Request 1: In the film review below, what year was Laura Del-Rivo's debut novel The Furnished Room first published?
Request 2: Continue the review of the film based on The Furnished Room from the point where it stops, ahead of the material.
[BEGIN Text shown]
Probable not the most exciting film but a very interesting
one. Laura Del-Rivo’s debut novel The
Furnished Room was first published in 1961. Set in and around Notting Hill
West London it’s tells a story that has a background involving slum landlords,
down at heel ex-military toffs and British far right street rallies. Basically
a decent guy, Joe Beckett lives in a world described by the author as a
‘twilight world of boarding houses, bottle parties and cafes’. He is a discontented
young man who drifts from job to job, which was admittedly easier to do during
the sixties. He also does not have a settled relationship, tormented by his
faithless girlfriend Isla he drifts from women to women including a sympathetic
older married women Georgia. When Joe encounters
Captain Richard Dyce, a disgraced ex-military man, he is drawn into a murderous
conspiracy.
[END Text shown]
[BEGIN Source data]
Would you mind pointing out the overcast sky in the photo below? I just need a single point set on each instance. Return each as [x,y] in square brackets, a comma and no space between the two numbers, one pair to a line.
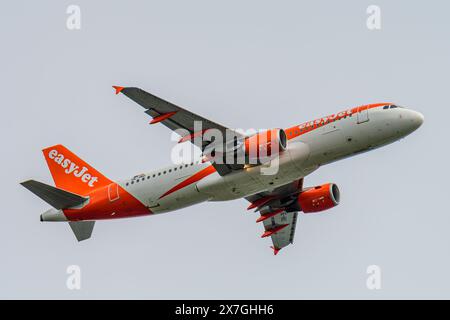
[252,64]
[END Source data]
Task answer 1: 1961

Task answer 2:
Dianna Dors. |
Based closely on Del-Rivo’s novel Keith Waterhouse and
Wallis Hall wrote the screenplay that Michael Winner directed as West
11 (1963) named after the postal district that the film was set in. It
stared Alfred Lynch as Joe Becket, Eric Portman as Richard Dyce, Diana Dors as
Georgia and television star Kathleen Breck as Isla. Also involved in the film was the
cinematographer Otto Heller, a Czech émigré whose first step in film making was
back in 1918 but better known in the UK for his work on 60s films which include
Peeping Tom (1960), Victim (1961), The Ipcress File (1965), Alfie
(1966), Funeral in Berlin (1966) and
another of Winners British movies I’ll
Never Forget Whats’ Is Name (1967) which starred Oliver Reed who was originally
chosen to play Joe Becket but was not available. The musical director was
Stanley Black who was also the maestro on three of Cliff Richards sixties
musicals. The main haunting jazz theme is played by Stranger on the Shore man
Acker Bilk and also featuring in the film are Ken Colyer and his band and the
Tony Kinney Quintet.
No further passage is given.